§ Passage to read
········

Vermont Public host Jenn Jarecki getting her first mammogram.
Elodie Reed
Vermont Public
Vermont Public host Jenn Jarecki getting her first mammogram.

Note: this story was produced for the ear. We recommend listening, if you are able.

Last year, I had the chance to do something I’d only ever heard about — a lot about — but had never experienced myself.

It involved a towering, whirring machine, dimmed lighting and someone yanking on my pec muscles.

That's right: I got my very first mammogram.

A lot of people find mammograms intimidating and awkward — physically, or even to talk about in the first place.

Like, here’s my mom Deb Jarecki’s poetic way of describing them:

“It’s uncomfortable. … It’s like somebody puts you on a cement garage floor and backs a car over you!”

And health care organizations offer so much varying guidance about mammography, which can make it hard to figure out if someone should start getting screened — and when.

Providers say that’s a problem, because mammograms are an essential tool to catch breast cancer before it advances too far to treat.

So, I’m sharing the experience of my first mammogram in the hope of demystifying this procedure for anyone considering a breast cancer screening.

And a heads up, I’m using the term “breast” in this story, but chest health is also common, since people of all genders are at risk for breast cancer.

More from Vermont Public: Exploring equity challenges with mammograms

It was an almost-hot September day when I drove to Porter Medical Center in Middlebury with Vermont Public reporter Elodie Reed, who was there to both document the procedure and provide support.

When she asked how I was feeling about the appointment, I confessed that I'd woken up pretty anxious that morning.

"So much of it was having that more 'host head' on and then I woke up this morning like, ‘Oh, but you’re, like, the human being getting a mammogram today, these are your breasts and this is your breast tissue. … It’s actually happening,'” I told her.

········

§ Dataset content
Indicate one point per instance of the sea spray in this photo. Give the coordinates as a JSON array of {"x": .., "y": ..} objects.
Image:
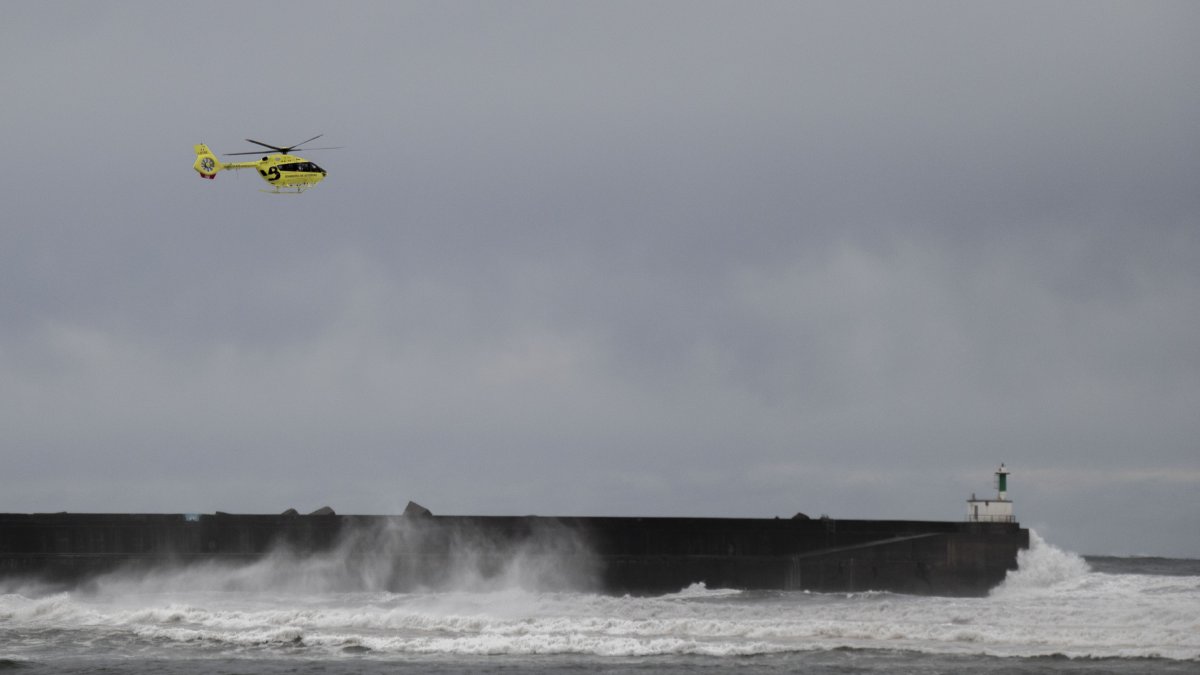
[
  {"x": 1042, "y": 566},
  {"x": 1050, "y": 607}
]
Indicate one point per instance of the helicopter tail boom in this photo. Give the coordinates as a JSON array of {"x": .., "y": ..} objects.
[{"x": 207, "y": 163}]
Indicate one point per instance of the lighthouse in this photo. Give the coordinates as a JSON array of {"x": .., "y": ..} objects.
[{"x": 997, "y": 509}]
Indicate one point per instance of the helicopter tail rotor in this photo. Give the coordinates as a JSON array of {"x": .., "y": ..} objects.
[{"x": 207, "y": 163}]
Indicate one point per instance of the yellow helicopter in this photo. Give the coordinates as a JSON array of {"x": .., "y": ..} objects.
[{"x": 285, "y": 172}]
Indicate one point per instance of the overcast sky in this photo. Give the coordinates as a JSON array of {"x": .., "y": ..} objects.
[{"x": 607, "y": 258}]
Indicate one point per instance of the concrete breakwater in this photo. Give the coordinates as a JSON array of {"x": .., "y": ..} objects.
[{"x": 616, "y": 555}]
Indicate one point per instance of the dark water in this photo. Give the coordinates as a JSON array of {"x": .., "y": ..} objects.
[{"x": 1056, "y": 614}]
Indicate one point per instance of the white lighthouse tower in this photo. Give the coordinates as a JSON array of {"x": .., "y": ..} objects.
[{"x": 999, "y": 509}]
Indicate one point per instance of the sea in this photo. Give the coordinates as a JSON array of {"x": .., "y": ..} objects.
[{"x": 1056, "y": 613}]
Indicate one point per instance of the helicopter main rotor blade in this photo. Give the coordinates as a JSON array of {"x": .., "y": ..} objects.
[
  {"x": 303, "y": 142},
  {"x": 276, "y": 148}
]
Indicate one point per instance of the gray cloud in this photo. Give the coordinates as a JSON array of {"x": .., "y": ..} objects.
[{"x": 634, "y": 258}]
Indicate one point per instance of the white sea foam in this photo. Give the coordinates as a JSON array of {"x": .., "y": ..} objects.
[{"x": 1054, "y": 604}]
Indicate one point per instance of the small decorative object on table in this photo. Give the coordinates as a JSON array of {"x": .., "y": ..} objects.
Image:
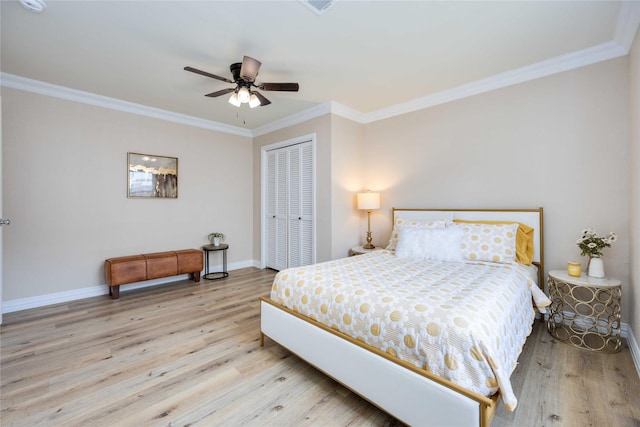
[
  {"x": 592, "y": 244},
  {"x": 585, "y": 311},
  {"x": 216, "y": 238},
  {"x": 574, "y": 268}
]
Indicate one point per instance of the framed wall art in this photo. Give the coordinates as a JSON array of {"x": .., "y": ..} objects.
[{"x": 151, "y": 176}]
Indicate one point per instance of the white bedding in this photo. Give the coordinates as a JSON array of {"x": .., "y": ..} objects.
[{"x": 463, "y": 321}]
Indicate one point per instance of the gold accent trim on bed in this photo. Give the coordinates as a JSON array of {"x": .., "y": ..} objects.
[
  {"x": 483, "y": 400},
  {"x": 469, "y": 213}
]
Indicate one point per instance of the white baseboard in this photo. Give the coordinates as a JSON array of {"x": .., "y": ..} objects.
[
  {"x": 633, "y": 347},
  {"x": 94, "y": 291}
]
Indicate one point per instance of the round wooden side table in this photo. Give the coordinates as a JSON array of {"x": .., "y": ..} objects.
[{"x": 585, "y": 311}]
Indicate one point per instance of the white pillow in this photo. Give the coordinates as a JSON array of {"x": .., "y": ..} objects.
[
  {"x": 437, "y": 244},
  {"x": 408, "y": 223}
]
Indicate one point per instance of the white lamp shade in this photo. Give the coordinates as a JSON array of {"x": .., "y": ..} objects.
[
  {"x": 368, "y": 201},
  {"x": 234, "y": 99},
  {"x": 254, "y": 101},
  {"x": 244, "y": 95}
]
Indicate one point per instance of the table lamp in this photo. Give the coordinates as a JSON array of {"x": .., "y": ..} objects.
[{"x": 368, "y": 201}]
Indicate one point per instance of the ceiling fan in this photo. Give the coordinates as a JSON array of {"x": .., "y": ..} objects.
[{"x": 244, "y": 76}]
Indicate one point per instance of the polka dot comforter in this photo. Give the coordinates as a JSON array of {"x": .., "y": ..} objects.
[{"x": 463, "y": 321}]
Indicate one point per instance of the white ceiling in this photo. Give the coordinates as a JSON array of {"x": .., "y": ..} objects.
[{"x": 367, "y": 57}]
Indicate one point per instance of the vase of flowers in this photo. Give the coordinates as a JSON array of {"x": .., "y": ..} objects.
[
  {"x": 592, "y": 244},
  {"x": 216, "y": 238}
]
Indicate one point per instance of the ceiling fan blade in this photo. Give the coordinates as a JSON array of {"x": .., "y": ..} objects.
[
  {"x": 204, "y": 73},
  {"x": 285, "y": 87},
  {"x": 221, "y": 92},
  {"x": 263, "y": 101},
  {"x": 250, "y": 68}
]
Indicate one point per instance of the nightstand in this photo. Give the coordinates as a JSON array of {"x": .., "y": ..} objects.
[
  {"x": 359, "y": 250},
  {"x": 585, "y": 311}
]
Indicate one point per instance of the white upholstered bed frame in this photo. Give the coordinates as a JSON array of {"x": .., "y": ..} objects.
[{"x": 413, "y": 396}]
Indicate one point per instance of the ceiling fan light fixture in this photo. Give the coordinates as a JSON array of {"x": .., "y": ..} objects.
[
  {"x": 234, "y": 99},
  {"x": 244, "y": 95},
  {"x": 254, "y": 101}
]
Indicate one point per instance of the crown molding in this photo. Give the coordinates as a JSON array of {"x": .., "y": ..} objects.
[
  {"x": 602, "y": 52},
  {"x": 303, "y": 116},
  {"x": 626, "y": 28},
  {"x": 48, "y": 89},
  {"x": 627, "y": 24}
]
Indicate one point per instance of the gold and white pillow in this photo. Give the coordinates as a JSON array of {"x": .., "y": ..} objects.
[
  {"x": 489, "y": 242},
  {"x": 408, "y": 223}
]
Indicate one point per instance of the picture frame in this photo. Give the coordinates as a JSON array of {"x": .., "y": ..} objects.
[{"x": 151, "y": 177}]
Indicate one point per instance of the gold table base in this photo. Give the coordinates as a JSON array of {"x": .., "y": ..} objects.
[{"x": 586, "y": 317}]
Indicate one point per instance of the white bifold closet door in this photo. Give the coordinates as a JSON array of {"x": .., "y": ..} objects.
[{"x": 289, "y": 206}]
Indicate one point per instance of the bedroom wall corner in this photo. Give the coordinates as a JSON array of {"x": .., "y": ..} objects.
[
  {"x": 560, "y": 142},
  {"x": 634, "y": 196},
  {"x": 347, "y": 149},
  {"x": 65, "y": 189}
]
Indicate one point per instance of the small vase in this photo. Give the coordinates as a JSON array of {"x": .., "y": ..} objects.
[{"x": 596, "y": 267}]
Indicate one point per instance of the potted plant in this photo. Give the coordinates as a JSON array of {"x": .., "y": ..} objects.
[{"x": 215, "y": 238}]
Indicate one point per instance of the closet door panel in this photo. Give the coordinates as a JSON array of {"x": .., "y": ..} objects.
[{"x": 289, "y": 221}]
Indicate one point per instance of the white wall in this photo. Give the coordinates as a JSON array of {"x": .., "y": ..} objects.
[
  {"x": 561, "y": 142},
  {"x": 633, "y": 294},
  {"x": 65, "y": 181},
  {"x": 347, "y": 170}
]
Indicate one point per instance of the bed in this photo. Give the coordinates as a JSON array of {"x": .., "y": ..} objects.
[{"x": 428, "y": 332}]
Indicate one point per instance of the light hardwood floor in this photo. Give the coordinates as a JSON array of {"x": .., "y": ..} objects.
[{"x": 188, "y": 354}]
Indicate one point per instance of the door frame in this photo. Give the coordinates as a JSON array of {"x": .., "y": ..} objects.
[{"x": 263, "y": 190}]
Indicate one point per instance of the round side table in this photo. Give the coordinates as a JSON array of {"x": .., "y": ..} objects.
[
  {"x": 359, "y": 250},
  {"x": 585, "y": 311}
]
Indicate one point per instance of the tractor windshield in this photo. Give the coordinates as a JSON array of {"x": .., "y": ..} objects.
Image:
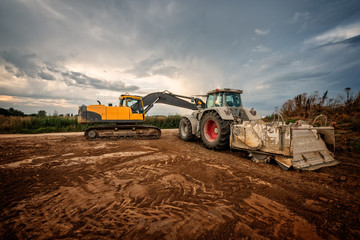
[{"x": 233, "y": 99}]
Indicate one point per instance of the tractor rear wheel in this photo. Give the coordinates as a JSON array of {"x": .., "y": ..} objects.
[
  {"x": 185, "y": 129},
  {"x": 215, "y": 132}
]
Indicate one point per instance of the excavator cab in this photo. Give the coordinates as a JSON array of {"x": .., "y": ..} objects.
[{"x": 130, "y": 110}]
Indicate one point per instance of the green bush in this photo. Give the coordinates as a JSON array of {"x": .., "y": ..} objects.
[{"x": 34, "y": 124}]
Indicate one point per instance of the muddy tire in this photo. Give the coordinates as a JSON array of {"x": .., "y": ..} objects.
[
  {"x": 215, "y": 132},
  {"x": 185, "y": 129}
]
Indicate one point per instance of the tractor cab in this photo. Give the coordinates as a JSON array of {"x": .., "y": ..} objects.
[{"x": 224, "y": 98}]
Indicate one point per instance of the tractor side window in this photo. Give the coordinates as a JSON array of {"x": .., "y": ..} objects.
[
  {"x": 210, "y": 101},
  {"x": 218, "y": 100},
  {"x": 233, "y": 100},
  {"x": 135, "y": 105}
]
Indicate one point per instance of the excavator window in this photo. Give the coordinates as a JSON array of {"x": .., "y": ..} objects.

········

§ Parts of the exercise
a) Copy everything in the mammogram story from "A lot of people" down to "breast cancer screening.".
b) Using the mammogram story, say whether each statement agrees with it. Answer yes or no and quote the words that decide it.
(i) The writer drove to Porter Medical Center in Middlebury with Elodie Reed.
(ii) The writer woke up calm on the morning of the appointment.
(iii) The story uses the term "chest" rather than "breast."
c) List every person named in the mammogram story.

§ Completed exercise
a)
A lot of people find mammograms intimidating and awkward — physically, or even to talk about in the first place.

Like, here’s my mom Deb Jarecki’s poetic way of describing them:

“It’s uncomfortable. … It’s like somebody puts you on a cement garage floor and backs a car over you!”

And health care organizations offer so much varying guidance about mammography, which can make it hard to figure out if someone should start getting screened — and when.

Providers say that’s a problem, because mammograms are an essential tool to catch breast cancer before it advances too far to treat.

So, I’m sharing the experience of my first mammogram in the hope of demystifying this procedure for anyone considering a breast cancer screening.

b)
(i) Yes: "I drove to Porter Medical Center in Middlebury with Vermont Public reporter Elodie Reed"
(ii) No: "I confessed that I'd woken up pretty anxious that morning."
(iii) No: "I’m using the term “breast” in this story"

c)
- Jenn Jarecki
- Elodie Reed
- Deb Jarecki